[Stored records]
——————

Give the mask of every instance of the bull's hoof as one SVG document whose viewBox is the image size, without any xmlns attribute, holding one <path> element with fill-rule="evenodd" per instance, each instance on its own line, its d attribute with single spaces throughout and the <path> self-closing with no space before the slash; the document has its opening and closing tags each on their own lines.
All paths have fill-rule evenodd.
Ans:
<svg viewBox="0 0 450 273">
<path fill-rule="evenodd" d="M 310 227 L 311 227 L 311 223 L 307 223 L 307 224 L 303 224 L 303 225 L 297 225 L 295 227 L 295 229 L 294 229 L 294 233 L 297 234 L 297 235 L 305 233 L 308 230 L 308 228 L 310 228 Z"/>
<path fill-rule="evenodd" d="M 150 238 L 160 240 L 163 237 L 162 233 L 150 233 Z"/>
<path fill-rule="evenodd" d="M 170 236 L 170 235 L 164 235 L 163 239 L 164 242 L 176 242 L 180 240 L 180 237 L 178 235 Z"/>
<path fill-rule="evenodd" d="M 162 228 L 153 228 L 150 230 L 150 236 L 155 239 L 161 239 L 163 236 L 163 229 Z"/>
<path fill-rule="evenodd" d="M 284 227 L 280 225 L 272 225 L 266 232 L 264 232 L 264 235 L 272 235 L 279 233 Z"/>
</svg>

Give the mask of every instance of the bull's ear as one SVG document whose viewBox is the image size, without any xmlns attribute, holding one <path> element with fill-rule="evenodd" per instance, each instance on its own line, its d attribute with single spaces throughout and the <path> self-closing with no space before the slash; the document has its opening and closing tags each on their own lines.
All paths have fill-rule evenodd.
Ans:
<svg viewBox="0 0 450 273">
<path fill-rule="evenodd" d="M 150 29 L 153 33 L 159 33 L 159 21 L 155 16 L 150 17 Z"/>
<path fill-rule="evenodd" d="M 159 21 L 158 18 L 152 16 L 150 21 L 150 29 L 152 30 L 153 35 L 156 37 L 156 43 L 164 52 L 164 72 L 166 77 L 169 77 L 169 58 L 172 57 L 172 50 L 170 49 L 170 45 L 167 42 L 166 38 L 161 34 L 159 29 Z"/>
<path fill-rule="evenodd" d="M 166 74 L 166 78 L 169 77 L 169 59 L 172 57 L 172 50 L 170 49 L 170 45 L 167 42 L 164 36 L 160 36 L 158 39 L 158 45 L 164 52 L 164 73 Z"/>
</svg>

——————

*WORK INSTRUCTION*.
Go through the entries above and pull out each line with "holding" in it.

*WRITTEN ANSWER*.
Give the mask of every instance of the bull's hoof as one SVG document whose viewBox is the image size, without any xmlns attribute, holding one <path> element with fill-rule="evenodd" per instance, each instance on its own line, its d attribute with single spaces throughout and the <path> self-closing with no space before the slash; the document has its opening and closing tags each on their own lines.
Give the mask of every instance of the bull's ear as one SVG document whose viewBox is the image size, without any xmlns attribute, holding one <path> element with fill-rule="evenodd" per instance, each instance on its own line, its d attribute with single spaces throughout and the <path> self-closing with no space before the slash; the document has its opening and closing tags each on their own lines.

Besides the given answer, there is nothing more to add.